CHALLENGE: Rewrite the records below, changing every "small green seedling" to "young sprout" and leaving everything else untouched.

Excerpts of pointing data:
+ + +

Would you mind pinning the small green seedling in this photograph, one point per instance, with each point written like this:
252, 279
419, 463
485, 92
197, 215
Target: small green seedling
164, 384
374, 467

+ + +

WRITTEN SOLUTION:
Would you mind pinning the young sprout in this photograph, one point per instance, with each point written like this:
252, 279
419, 463
485, 92
197, 215
Target: young sprout
164, 384
374, 467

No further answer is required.